Can you change every "Detect" in the lines below to "Locate" and leave everything else as it is?
○ ○ ○ ○ ○
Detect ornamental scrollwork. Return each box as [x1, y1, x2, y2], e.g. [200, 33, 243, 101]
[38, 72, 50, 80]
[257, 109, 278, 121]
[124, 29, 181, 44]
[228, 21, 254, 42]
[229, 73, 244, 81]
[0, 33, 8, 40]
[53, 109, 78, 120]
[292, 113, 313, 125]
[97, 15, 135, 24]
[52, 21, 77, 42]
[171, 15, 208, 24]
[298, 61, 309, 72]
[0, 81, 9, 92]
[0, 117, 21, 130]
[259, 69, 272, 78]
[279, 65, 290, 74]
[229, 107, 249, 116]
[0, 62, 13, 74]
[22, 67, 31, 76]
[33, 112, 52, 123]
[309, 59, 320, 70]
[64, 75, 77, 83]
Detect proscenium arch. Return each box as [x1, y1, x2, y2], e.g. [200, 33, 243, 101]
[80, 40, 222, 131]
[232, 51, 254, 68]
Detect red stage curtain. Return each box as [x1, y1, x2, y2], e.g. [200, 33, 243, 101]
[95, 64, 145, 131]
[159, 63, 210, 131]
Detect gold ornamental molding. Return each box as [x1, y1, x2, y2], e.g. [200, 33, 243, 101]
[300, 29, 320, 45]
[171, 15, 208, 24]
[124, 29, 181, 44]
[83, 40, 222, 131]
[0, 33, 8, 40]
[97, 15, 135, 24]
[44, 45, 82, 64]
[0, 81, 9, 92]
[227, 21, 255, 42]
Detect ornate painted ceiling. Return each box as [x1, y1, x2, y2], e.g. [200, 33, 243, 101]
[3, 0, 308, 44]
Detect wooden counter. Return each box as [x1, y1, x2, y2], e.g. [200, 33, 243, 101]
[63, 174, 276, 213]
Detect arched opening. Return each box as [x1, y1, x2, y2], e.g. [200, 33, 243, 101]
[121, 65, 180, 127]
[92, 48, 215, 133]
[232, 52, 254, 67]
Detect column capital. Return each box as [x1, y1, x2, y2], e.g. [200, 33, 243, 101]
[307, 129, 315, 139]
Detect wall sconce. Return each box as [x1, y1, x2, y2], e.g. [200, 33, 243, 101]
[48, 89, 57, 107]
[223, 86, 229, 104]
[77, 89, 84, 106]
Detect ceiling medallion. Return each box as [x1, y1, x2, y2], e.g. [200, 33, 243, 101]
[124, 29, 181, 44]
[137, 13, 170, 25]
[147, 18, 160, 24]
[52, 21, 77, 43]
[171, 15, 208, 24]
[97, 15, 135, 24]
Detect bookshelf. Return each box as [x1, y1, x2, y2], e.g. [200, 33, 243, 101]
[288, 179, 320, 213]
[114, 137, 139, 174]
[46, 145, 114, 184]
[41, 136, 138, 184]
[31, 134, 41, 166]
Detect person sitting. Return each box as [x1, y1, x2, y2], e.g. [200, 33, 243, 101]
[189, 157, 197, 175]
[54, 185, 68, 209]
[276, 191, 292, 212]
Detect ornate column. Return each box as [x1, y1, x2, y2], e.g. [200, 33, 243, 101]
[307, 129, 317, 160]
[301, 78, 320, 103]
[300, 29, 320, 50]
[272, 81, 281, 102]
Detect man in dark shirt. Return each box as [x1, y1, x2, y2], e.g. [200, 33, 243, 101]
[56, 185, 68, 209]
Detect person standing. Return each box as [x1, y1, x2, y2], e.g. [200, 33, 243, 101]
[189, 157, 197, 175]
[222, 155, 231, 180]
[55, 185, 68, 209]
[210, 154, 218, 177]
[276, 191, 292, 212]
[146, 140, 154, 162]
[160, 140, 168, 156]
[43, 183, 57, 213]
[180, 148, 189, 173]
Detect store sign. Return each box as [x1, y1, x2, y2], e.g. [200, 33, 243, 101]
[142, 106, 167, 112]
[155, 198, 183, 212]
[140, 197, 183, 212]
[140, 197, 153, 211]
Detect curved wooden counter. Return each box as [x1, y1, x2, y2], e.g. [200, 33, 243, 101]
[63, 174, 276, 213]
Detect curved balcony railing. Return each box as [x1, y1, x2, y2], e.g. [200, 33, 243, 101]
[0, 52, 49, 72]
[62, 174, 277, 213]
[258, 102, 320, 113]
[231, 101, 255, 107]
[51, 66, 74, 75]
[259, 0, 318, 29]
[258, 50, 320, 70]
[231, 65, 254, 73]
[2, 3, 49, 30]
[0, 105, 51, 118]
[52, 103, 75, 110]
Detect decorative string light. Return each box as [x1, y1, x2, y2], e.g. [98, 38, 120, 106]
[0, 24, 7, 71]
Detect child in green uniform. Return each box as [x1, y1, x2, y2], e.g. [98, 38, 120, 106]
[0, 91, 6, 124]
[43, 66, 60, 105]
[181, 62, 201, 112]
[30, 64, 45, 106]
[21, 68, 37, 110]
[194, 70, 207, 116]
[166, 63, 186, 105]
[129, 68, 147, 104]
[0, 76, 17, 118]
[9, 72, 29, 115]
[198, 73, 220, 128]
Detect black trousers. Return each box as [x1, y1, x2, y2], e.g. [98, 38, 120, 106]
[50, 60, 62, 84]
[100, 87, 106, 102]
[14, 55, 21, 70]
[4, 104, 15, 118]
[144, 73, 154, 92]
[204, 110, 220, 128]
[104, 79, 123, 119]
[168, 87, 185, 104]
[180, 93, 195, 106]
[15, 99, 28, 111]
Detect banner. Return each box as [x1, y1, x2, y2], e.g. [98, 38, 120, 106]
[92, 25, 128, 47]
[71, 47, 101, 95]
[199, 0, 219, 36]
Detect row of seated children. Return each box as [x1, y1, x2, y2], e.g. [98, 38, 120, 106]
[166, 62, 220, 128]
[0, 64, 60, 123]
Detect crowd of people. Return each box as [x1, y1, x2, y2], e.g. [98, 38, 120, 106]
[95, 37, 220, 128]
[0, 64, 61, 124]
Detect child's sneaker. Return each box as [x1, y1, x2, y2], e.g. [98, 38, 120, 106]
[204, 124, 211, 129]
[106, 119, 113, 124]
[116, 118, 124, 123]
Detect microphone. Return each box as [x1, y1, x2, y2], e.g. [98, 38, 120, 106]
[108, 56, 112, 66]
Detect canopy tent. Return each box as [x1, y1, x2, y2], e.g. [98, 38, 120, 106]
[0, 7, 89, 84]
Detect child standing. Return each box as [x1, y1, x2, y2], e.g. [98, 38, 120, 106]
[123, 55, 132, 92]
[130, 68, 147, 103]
○ ○ ○ ○ ○
> ANSWER
Locate ornamental scrollwork. Return each box as [x1, y1, x2, y2], e.g. [200, 33, 243, 101]
[38, 72, 50, 80]
[257, 109, 278, 121]
[124, 29, 181, 44]
[228, 21, 254, 42]
[229, 73, 244, 81]
[0, 33, 8, 40]
[53, 109, 78, 120]
[292, 113, 313, 125]
[97, 15, 135, 24]
[52, 21, 77, 42]
[171, 15, 208, 24]
[298, 61, 309, 72]
[0, 81, 9, 92]
[0, 117, 21, 130]
[259, 69, 272, 78]
[279, 65, 290, 74]
[229, 107, 249, 116]
[0, 62, 13, 74]
[22, 67, 31, 76]
[33, 112, 52, 123]
[309, 59, 320, 70]
[64, 75, 77, 83]
Locate proscenium arch. Return each box as [x1, y1, x2, y2], e.g. [200, 33, 243, 101]
[80, 40, 222, 131]
[232, 51, 254, 68]
Locate red stage curtain. Return each box as [x1, y1, x2, y2], e.g. [200, 33, 243, 101]
[95, 64, 145, 131]
[159, 63, 210, 131]
Locate gold ornamental molding. Return each box as [x1, y1, x2, y2], e.g. [200, 33, 243, 101]
[300, 29, 320, 45]
[171, 15, 208, 24]
[124, 29, 181, 44]
[83, 40, 222, 131]
[0, 33, 8, 40]
[97, 15, 135, 24]
[44, 45, 82, 64]
[0, 81, 9, 92]
[227, 21, 255, 42]
Locate ornate painted ceiling. Return each box as [x1, y1, x2, y2], e.g. [200, 33, 243, 101]
[3, 0, 308, 44]
Locate wooden counter. Return each box as [x1, y1, x2, y2], e.g. [200, 33, 243, 101]
[63, 174, 276, 213]
Locate arched opening. Return each box as [x1, y1, x2, y2], e.g. [200, 33, 243, 101]
[121, 65, 180, 127]
[92, 48, 215, 133]
[232, 52, 254, 67]
Locate column capital. Return each box as [x1, y1, x2, y2], e.g. [200, 33, 243, 101]
[307, 129, 315, 139]
Locate wall sconce. Return each box as [x1, y1, x2, y2], e.g. [200, 33, 243, 101]
[48, 89, 57, 107]
[223, 86, 229, 104]
[77, 89, 84, 106]
Locate ceiling medallion. Return each box as [x1, y1, x2, y2], e.g. [200, 33, 243, 101]
[124, 29, 181, 44]
[137, 13, 170, 25]
[147, 18, 160, 24]
[52, 21, 77, 43]
[171, 15, 208, 24]
[97, 15, 135, 24]
Locate bookshelf. Return each box as [x1, y1, x2, y2], e.g. [200, 33, 243, 101]
[288, 179, 320, 213]
[114, 137, 139, 174]
[46, 145, 114, 184]
[41, 136, 138, 184]
[31, 134, 41, 166]
Locate person sitting. Return each box as [x1, y1, x2, y2], e.g. [200, 33, 243, 101]
[189, 157, 197, 175]
[54, 185, 68, 209]
[276, 191, 292, 212]
Locate ornate column. Return each box as [x1, y1, x2, y2], e.g. [200, 33, 243, 101]
[307, 129, 317, 160]
[301, 78, 320, 103]
[300, 29, 320, 50]
[272, 81, 281, 102]
Locate man in dark shirt. Return each box as [x1, y1, x2, y2], e.g. [200, 33, 243, 101]
[56, 185, 68, 209]
Locate person standing. Return each box as [x1, y1, x2, y2], e.g. [200, 33, 243, 101]
[189, 157, 197, 175]
[222, 155, 231, 180]
[55, 185, 68, 209]
[210, 154, 218, 177]
[276, 191, 292, 212]
[146, 140, 154, 162]
[160, 140, 168, 156]
[43, 183, 57, 213]
[180, 148, 189, 173]
Locate store sign. Return each box as [x1, y1, x2, y2], e.g. [200, 33, 243, 101]
[142, 106, 167, 112]
[155, 198, 183, 212]
[140, 197, 183, 212]
[140, 197, 153, 211]
Locate curved wooden counter. Return each box as [x1, y1, x2, y2], e.g. [200, 33, 243, 101]
[63, 174, 276, 213]
Locate curved balcony railing. Return each box as [x1, y1, x2, y2], e.g. [200, 33, 243, 101]
[0, 52, 49, 72]
[62, 174, 277, 213]
[258, 102, 320, 113]
[231, 101, 255, 107]
[51, 66, 74, 75]
[259, 0, 318, 29]
[258, 50, 320, 70]
[231, 65, 254, 73]
[2, 3, 49, 30]
[0, 105, 51, 118]
[52, 103, 75, 110]
Locate decorative string light. Return each box as [x1, y1, x2, y2], e.g. [98, 38, 120, 106]
[0, 24, 7, 71]
Locate child in green uniform. Return each box as [x1, y1, x2, y2], e.g. [98, 38, 120, 106]
[0, 91, 6, 124]
[43, 66, 60, 105]
[181, 62, 201, 112]
[30, 64, 45, 106]
[21, 68, 37, 110]
[194, 70, 207, 116]
[166, 63, 186, 105]
[129, 68, 147, 104]
[0, 76, 17, 118]
[9, 72, 29, 115]
[198, 73, 220, 128]
Locate black trousers. Return each box as [x1, y1, x2, y2], e.g. [98, 38, 120, 106]
[50, 60, 62, 84]
[100, 87, 106, 102]
[14, 55, 21, 70]
[4, 104, 15, 118]
[144, 73, 154, 92]
[204, 110, 220, 128]
[104, 79, 123, 119]
[168, 87, 185, 104]
[180, 93, 195, 106]
[15, 99, 28, 111]
Locate banner. Return each box as [x1, y1, x2, y2], e.g. [98, 38, 120, 106]
[92, 25, 128, 47]
[71, 47, 101, 95]
[199, 0, 219, 36]
Locate row of seated children. Return each box as [x1, y1, x2, y2], e.g. [98, 38, 120, 106]
[166, 62, 220, 128]
[0, 64, 60, 123]
Locate crowd of people. Return each box as [x1, y1, x2, y2], e.g. [98, 38, 120, 106]
[95, 37, 220, 128]
[0, 64, 61, 124]
Locate child's sneaker. Return each box as [x1, y1, x2, y2], e.g. [98, 38, 120, 106]
[204, 124, 211, 129]
[106, 119, 113, 124]
[116, 118, 124, 123]
Locate microphone. Return each box as [x1, y1, x2, y2], e.g. [98, 38, 120, 106]
[108, 56, 112, 66]
Locate canopy tent. Return each box as [x1, y1, x2, y2], e.g. [98, 38, 120, 106]
[0, 7, 89, 84]
Locate child standing. Return each box as [x1, y1, x2, y2], e.g. [98, 38, 120, 106]
[123, 55, 132, 92]
[130, 68, 147, 103]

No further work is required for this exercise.